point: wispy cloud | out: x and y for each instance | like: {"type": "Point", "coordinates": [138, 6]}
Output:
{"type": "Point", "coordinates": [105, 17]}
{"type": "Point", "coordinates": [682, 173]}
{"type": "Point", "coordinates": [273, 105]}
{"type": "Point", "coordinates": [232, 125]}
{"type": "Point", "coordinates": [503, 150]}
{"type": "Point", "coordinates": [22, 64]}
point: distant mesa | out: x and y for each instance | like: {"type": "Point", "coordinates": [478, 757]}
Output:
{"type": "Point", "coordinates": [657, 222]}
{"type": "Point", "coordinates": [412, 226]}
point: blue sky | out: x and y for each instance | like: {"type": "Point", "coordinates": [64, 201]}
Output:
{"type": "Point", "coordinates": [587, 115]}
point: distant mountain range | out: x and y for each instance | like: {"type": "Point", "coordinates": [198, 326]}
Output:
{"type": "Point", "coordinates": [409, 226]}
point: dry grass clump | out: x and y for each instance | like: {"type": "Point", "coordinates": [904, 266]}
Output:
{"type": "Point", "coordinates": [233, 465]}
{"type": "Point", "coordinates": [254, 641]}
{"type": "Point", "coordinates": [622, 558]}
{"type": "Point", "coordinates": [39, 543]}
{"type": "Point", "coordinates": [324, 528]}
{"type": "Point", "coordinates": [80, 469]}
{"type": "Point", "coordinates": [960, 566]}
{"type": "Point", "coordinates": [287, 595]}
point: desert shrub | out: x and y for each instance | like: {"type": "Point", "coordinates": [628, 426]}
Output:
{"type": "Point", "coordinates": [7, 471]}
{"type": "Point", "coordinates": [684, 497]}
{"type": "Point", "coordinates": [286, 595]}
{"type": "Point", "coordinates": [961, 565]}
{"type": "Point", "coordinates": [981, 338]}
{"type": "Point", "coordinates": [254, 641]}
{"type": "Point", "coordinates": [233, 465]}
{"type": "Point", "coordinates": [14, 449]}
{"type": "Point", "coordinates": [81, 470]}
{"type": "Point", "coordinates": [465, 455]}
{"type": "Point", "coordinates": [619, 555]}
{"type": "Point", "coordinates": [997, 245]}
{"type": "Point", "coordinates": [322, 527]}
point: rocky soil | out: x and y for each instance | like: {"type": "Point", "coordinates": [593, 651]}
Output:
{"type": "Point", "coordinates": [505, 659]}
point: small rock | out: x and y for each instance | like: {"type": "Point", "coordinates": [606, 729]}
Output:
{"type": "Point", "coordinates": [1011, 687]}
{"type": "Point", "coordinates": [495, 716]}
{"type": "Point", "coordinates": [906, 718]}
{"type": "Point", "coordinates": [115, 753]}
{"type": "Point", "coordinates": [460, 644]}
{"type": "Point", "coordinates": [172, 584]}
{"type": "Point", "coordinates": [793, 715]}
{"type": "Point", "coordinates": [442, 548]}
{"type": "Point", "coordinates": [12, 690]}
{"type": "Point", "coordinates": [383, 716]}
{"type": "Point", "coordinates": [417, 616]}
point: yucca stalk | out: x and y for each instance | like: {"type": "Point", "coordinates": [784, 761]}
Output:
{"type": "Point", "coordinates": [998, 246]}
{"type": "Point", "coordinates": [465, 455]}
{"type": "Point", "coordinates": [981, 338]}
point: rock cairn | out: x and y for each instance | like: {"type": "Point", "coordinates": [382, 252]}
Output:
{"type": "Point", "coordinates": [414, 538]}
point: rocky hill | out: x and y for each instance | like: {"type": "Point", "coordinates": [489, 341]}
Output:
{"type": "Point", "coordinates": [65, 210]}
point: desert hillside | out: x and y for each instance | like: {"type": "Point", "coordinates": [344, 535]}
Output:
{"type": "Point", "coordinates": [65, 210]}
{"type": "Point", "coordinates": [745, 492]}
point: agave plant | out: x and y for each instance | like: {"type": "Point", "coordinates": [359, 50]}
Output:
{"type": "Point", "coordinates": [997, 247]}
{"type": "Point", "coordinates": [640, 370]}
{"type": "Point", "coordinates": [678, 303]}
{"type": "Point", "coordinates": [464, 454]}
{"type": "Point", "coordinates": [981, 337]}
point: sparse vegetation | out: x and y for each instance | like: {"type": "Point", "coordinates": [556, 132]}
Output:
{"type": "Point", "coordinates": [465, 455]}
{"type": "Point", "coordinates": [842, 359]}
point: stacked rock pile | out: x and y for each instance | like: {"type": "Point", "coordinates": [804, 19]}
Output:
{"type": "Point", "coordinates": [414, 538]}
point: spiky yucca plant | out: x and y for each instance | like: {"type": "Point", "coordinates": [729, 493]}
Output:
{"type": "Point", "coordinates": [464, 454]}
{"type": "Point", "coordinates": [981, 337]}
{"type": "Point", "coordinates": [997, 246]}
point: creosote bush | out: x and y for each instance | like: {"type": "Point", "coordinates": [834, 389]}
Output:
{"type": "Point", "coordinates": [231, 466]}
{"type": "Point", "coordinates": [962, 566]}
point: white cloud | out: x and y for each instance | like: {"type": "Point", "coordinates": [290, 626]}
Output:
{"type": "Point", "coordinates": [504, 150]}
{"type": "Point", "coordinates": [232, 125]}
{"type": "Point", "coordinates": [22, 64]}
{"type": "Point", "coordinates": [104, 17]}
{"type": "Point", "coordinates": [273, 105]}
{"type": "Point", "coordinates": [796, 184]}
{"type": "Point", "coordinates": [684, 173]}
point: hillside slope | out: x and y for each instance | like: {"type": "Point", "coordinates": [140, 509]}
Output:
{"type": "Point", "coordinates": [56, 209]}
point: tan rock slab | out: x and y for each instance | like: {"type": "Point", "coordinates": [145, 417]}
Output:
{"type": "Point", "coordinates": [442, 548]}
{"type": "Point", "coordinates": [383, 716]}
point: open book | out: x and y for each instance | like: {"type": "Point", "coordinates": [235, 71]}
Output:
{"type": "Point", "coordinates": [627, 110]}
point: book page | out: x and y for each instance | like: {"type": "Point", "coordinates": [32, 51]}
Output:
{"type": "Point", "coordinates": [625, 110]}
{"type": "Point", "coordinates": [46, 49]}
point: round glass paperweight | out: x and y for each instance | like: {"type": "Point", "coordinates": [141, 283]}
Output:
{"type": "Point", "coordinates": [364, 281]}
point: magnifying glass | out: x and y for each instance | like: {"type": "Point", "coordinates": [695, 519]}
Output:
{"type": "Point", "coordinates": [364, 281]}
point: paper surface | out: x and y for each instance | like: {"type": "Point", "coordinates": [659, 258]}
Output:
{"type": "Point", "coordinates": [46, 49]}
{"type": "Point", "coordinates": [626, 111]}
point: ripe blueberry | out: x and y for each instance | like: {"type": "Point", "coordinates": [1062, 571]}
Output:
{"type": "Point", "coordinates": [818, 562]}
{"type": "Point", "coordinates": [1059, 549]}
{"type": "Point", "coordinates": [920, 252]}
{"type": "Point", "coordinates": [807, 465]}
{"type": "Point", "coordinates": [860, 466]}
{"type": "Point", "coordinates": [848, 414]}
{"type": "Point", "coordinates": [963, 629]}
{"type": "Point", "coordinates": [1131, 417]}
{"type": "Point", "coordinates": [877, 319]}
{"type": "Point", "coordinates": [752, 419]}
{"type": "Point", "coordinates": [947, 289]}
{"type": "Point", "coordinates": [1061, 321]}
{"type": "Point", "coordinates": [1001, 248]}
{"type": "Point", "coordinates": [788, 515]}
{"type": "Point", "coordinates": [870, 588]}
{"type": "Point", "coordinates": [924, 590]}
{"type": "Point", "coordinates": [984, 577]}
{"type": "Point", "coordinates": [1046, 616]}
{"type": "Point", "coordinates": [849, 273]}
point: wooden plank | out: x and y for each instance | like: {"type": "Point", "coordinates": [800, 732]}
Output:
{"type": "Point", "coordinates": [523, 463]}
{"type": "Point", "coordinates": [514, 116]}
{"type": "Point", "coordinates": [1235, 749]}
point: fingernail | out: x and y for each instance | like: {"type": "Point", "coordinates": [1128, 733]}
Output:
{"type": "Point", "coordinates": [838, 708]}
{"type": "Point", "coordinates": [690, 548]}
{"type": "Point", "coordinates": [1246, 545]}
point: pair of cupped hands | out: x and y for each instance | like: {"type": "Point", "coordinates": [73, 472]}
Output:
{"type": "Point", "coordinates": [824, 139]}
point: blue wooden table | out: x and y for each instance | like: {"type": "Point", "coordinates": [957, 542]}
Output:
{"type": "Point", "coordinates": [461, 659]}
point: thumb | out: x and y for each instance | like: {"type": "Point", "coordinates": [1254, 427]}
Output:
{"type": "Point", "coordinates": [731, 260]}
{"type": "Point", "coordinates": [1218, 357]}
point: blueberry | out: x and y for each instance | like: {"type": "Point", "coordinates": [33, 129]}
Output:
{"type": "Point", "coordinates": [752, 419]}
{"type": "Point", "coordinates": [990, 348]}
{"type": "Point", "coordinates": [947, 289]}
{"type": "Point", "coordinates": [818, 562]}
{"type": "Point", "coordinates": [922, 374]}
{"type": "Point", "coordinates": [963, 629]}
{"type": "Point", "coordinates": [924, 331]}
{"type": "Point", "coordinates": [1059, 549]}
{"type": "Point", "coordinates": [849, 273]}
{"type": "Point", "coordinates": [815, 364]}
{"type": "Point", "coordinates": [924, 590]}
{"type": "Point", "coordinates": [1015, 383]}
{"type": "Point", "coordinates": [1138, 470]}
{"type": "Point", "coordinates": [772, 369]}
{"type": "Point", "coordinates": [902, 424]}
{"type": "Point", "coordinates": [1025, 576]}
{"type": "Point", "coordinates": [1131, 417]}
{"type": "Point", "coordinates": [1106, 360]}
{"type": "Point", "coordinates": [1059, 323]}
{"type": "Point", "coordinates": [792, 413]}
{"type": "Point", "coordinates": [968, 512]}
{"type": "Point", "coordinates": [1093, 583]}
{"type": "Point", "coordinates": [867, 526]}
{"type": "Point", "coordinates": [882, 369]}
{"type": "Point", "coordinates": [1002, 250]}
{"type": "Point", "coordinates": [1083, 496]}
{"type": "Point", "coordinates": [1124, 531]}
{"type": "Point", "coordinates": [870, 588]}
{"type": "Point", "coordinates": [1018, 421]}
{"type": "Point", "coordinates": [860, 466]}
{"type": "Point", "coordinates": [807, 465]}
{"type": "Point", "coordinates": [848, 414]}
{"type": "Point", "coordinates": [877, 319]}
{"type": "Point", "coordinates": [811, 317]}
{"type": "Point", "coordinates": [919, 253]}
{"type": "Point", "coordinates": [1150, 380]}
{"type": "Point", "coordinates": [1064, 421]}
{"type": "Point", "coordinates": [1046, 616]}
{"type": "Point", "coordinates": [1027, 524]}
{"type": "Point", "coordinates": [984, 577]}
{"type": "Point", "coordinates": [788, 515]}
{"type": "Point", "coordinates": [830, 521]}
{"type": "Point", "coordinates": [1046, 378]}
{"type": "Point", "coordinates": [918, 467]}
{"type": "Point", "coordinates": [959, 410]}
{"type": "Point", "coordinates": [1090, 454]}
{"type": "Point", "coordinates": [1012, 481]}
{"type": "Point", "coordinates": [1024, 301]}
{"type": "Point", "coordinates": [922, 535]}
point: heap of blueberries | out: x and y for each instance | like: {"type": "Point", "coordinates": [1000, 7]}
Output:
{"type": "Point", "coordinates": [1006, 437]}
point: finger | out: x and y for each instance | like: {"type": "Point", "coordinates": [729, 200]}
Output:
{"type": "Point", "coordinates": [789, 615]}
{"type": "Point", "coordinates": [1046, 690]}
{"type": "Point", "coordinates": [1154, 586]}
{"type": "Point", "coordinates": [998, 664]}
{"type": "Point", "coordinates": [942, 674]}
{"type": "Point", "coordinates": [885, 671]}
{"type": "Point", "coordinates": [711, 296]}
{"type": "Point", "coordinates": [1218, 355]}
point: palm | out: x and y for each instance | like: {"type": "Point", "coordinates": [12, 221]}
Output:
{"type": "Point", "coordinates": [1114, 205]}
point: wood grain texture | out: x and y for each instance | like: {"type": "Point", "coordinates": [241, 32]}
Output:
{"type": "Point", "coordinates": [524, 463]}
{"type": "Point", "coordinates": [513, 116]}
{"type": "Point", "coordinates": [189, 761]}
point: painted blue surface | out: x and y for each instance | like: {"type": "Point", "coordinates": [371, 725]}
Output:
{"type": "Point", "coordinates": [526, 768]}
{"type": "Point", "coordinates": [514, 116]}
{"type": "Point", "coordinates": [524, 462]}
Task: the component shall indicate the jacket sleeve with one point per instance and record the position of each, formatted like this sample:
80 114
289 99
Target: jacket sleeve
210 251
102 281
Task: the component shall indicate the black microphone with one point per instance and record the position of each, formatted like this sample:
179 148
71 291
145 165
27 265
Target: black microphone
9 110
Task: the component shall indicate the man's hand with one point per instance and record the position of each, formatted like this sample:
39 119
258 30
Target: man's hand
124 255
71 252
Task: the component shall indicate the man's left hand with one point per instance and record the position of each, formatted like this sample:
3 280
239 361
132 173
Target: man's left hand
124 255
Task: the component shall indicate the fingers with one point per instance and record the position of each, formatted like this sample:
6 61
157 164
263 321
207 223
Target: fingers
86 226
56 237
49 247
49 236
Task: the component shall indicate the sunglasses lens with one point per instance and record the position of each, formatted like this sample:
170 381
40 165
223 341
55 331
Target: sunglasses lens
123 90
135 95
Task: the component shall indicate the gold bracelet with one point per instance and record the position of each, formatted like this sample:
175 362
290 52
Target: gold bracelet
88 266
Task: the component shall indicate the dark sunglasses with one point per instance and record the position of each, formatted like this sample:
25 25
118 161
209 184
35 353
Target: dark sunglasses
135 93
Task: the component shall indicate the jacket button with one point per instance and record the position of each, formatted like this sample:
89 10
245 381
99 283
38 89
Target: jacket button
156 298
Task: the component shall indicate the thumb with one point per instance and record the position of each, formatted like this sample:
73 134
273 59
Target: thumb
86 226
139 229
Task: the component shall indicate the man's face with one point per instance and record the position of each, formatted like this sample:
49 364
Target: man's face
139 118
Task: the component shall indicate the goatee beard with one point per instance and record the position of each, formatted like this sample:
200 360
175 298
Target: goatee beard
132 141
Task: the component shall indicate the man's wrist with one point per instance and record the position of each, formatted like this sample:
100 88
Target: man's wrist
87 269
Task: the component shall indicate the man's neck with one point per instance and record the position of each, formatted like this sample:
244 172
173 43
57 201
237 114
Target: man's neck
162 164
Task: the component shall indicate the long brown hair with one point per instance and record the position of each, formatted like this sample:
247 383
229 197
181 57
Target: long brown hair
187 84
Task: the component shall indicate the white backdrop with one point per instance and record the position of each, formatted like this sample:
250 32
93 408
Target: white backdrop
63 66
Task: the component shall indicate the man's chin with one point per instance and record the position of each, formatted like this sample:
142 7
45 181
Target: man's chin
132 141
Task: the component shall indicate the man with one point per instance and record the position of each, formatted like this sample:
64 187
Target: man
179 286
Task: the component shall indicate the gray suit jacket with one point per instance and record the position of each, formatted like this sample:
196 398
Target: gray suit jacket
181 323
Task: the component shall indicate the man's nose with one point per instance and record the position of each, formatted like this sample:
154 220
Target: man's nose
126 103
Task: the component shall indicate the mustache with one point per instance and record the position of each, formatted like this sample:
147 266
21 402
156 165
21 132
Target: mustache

Qué hacer:
Escala el tramo que va desde la línea que contiene "Task: the component shall indicate the man's nose" hasta el final de los registros, ambos extremos incluidos, y reproduce todas esas líneas sin omitir ninguna. Multiplica por 0,45 solo las coordenadas de las respuestas y redondéalas al entero más cercano, con las mitades hacia arriba; los demás números quedan igual.

Respuesta del ejercicio:
Task: the component shall indicate the man's nose with one point per instance and record the position of each, formatted like this sample:
154 220
Target: man's nose
57 46
Task: the component shall indicate the mustache with one point per instance and record the position of each, formatted like this sample:
147 266
21 402
156 165
21 132
Target: mustache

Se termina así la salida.